**Given text**
########

17,815 posts, read 25,648,684 times
Reputation: 36278
Quote:
Originally Posted by elamigo View Post
That is a great post. You are in the minority as far as I am concerned. As a society people tend to dump their parents somewhere else. They become a burden. I do agree it may be a cultural thing. I lived in Korea three years and saw what you said. In American we used to do that when there no social programs we have now so it is expected for the government to take care of our elders.

I believe that the moral fabric of our society is reflected on how we treat our poor, our children and our elders. Personally I believe we are failing morally. Helping those in need is not just to give money to help them. It is a reflection of us how much time we spend with those in need, how much we go out there and talk to them, help them, etc. I can go on and simply give money to some cheritable organizations. That is good but to go out there people will feel that care and love others feel for their fellow human beings. You raise to a higher level of spirituality when you do so. Take care.
Well with the cuts coming to Medicaid those who have no savings could be in big trouble if they don't have family take them in in the near future.

If you are Medicare you have to pay for any LTC out of your pocket until they take every dime you have and you become Medicaid.

For people who don't know there is a 5 yr look back on your finances, so someone who say managed through hard work an investments has a portfolio of 300K. You can't transfer to a family member and say you only have 30K in the bank.

The nursing home will take all your money, and at around 60K a year will be gone in a few years.

It always amazes me how ignorant so many people are on the costs of elder care, and just say stick the family member in a nursing home or assisted living, and don't have a clue to the cost involved.

The elderly people who have it the best go to bed one night in their own home and just don't wake up the next morning.

########

**Stored data**
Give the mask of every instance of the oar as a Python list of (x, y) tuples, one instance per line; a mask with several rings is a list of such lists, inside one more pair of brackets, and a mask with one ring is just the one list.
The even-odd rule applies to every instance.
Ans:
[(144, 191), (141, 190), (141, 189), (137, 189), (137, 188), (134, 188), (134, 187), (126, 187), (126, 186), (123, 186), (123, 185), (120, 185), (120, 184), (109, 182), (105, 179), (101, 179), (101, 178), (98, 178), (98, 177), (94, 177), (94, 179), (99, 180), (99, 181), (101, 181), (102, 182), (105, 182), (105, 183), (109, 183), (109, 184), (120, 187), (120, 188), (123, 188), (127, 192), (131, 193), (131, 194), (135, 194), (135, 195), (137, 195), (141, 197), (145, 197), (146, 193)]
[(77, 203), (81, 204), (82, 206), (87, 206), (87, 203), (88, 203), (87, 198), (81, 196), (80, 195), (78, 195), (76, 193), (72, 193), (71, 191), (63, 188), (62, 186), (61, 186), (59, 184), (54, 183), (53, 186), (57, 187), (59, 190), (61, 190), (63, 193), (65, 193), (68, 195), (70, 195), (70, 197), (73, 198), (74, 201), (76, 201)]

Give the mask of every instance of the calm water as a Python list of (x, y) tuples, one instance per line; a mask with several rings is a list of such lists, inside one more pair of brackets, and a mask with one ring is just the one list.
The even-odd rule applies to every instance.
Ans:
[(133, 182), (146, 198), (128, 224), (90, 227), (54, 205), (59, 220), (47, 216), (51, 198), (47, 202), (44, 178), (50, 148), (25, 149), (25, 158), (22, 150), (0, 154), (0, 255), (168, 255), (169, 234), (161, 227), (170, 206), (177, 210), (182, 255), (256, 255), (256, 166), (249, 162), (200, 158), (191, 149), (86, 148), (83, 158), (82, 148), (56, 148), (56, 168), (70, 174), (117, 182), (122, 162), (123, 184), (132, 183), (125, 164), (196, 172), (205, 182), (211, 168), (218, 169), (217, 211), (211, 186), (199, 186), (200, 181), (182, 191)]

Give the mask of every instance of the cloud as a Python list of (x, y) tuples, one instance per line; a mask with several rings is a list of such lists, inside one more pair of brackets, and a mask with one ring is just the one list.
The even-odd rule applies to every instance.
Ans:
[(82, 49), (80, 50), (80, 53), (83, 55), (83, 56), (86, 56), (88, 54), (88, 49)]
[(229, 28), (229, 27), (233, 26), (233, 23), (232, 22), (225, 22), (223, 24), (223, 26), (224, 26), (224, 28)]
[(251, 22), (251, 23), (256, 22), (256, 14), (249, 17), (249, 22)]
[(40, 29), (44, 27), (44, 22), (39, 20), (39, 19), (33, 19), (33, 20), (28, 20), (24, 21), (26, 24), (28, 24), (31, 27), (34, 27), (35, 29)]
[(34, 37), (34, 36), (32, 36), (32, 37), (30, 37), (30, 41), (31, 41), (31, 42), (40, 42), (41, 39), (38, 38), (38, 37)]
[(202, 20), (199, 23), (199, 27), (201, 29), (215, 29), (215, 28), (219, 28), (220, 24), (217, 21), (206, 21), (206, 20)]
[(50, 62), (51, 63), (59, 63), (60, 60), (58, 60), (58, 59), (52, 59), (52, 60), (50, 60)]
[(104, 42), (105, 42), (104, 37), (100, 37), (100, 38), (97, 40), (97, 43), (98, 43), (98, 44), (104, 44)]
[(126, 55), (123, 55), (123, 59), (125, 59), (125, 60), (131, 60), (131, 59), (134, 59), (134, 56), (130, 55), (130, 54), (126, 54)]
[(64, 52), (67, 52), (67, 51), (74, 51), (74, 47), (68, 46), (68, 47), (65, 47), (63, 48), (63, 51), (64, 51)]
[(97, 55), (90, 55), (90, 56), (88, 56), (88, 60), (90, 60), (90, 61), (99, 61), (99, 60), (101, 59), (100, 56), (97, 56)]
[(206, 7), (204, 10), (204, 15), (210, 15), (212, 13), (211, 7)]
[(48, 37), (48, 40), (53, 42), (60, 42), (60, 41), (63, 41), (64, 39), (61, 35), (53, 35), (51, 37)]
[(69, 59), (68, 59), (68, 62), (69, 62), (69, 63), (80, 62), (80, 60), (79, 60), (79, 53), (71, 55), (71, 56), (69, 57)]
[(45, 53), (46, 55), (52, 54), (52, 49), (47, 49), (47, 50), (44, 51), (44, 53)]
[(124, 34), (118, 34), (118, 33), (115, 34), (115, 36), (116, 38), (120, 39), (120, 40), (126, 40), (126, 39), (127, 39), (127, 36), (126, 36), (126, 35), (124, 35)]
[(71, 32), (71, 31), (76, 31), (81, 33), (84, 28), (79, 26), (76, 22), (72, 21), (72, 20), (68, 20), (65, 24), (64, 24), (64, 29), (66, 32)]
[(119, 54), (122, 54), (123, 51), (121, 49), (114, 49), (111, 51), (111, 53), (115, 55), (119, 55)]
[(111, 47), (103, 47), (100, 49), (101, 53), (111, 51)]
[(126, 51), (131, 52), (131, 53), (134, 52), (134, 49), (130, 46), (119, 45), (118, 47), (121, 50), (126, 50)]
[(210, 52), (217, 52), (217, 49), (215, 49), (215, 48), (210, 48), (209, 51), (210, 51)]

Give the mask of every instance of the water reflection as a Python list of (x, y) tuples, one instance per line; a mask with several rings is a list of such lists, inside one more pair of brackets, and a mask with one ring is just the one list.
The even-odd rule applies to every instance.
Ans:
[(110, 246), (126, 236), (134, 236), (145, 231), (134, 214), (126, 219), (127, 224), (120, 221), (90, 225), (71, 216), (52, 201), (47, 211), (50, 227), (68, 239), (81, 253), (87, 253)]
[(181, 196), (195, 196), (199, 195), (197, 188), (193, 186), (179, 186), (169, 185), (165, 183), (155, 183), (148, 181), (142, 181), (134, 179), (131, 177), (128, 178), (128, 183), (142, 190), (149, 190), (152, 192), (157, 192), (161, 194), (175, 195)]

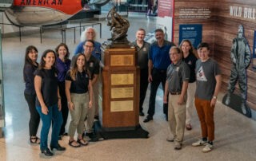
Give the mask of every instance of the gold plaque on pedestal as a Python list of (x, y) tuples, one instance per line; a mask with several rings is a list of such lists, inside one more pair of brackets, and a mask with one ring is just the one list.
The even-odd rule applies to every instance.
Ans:
[(134, 110), (134, 100), (110, 102), (110, 112), (131, 112)]
[(133, 55), (111, 55), (110, 65), (111, 66), (134, 65), (134, 56)]
[(111, 74), (111, 85), (134, 84), (134, 73)]
[(133, 98), (134, 88), (112, 88), (111, 98)]

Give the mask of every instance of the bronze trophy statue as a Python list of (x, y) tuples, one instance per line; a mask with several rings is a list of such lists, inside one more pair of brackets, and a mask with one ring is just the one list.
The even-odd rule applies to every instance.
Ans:
[(128, 133), (129, 138), (147, 138), (148, 132), (139, 124), (140, 69), (137, 49), (126, 38), (130, 23), (116, 12), (115, 6), (108, 18), (112, 33), (102, 49), (101, 135), (104, 139), (127, 138)]
[(115, 10), (115, 6), (114, 6), (112, 9), (109, 11), (106, 18), (109, 18), (109, 15), (111, 15), (110, 21), (108, 21), (107, 26), (110, 26), (110, 30), (112, 30), (112, 41), (122, 41), (126, 40), (128, 32), (128, 28), (130, 27), (130, 23), (128, 20), (122, 18)]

########

**What you should do**
List every money figure given in the forum post about elder care costs.

**Result of this exercise**
300K, 30K, 60K